» **DIRECTIONS FOR THIS TASK**
Once you find the line with "the child's face" in the entries below, return exactly every line from it through the line with "the child in".

● ● ● ● ● ● ●

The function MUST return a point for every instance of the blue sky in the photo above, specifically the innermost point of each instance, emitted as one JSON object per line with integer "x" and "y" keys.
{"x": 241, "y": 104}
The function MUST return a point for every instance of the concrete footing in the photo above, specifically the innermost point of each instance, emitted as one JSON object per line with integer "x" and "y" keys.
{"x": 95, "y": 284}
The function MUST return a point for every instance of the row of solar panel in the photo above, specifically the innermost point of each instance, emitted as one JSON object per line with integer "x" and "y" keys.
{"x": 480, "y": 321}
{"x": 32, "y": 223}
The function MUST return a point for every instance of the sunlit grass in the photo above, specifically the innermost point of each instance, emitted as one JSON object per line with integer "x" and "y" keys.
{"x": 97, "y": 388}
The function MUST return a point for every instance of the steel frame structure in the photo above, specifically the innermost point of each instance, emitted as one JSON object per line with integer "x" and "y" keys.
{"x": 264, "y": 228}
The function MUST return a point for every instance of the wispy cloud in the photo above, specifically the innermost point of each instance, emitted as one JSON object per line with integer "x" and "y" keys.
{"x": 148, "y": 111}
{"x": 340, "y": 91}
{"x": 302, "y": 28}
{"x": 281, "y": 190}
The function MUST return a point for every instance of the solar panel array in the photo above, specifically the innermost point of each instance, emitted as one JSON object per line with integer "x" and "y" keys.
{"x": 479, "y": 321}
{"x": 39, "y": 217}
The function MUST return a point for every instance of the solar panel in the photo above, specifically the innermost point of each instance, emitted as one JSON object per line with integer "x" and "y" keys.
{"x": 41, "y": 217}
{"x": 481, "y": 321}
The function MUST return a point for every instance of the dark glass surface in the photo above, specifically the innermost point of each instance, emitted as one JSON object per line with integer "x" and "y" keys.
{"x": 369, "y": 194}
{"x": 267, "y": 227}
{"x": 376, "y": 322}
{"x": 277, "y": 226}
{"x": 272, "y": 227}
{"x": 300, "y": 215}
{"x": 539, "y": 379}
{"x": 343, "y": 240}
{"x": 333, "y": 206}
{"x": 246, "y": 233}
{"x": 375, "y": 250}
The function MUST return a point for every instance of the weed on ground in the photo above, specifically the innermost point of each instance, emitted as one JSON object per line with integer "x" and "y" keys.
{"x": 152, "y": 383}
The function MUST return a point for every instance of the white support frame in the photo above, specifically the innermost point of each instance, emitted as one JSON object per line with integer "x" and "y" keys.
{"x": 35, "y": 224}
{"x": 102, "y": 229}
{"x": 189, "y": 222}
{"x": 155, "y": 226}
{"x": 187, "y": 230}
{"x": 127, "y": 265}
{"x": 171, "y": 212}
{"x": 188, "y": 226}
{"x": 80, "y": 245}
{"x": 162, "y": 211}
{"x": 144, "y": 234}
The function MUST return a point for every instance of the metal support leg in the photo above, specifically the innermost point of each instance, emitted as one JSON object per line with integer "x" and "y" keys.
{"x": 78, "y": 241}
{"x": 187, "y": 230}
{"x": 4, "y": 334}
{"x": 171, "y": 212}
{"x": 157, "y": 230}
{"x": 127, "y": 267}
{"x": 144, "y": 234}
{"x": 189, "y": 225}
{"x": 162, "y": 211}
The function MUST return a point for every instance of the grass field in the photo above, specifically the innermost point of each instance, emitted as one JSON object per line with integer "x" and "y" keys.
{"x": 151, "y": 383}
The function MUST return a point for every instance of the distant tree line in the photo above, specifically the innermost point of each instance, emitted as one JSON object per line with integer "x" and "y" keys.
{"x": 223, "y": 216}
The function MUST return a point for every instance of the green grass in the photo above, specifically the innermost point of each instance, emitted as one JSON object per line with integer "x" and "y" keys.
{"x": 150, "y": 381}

● ● ● ● ● ● ●

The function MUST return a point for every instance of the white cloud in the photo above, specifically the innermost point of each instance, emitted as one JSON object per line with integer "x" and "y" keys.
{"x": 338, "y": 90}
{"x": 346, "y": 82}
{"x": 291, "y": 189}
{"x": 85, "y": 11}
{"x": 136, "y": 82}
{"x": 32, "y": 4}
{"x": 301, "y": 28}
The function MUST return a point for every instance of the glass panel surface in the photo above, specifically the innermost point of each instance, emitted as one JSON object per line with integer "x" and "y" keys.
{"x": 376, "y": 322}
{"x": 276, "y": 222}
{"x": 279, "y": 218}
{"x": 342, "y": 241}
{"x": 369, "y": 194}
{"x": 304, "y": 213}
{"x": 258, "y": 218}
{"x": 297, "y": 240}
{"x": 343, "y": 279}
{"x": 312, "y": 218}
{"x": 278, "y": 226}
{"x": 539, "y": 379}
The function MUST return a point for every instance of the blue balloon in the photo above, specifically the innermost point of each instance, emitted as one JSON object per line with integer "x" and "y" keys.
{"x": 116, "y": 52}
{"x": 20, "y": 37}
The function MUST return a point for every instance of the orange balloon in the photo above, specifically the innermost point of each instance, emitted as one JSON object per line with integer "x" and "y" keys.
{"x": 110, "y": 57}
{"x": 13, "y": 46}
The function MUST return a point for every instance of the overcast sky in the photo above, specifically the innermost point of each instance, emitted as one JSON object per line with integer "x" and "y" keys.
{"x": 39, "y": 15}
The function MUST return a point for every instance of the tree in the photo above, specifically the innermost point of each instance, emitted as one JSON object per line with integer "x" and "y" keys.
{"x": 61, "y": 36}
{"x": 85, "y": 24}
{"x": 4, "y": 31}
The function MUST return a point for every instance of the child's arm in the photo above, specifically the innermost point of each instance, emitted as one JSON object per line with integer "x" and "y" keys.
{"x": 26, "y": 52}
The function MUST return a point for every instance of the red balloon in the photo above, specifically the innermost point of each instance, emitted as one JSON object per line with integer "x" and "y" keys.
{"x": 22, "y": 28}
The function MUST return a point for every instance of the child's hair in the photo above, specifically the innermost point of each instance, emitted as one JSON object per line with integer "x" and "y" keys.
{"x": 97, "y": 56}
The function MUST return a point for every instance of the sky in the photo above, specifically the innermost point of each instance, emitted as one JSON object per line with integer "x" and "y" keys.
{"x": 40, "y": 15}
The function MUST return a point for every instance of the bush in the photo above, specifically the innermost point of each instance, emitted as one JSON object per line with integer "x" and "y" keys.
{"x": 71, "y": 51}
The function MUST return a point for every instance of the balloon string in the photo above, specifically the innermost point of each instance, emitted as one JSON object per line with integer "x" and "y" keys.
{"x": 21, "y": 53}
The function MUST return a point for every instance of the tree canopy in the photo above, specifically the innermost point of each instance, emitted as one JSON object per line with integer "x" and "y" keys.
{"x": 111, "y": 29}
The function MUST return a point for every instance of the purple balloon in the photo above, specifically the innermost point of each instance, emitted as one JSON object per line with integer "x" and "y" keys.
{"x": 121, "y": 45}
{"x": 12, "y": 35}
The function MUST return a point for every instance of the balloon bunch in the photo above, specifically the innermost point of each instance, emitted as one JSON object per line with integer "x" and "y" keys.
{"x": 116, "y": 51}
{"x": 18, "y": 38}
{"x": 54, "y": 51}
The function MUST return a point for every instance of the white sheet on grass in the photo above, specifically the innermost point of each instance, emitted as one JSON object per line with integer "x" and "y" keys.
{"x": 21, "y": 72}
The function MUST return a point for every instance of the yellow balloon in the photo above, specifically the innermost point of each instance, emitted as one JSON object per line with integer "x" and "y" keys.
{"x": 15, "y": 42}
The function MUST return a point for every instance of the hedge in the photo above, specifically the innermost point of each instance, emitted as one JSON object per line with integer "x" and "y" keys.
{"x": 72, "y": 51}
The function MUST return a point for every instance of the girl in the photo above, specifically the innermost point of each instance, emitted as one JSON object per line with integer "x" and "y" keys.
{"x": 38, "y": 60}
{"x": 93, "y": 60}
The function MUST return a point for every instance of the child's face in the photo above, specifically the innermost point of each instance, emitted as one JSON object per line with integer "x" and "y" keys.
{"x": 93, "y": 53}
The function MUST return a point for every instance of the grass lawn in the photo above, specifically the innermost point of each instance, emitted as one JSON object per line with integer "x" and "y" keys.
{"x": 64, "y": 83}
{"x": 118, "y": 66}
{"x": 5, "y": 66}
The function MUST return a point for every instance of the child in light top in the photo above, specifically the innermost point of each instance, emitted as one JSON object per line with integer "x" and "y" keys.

● ● ● ● ● ● ●

» **ANSWER TO THE PROBLEM**
The function MUST return a point for every instance of the child's face in the photo above, specifically the innermost point of each instance, emitted as one JSON object per line with integer "x" and "y" keys.
{"x": 93, "y": 53}
The function MUST return a point for every instance of the grass lawn in the photo above, specifically the innermost point of each instance, emitted as one JSON object per line with integer "x" and "y" keys.
{"x": 64, "y": 83}
{"x": 118, "y": 66}
{"x": 5, "y": 66}
The function MUST return a point for every instance of the child in light top in the photo above, specifically the innermost point of each instance, emitted as one JSON object per line with integer "x" and "y" keys.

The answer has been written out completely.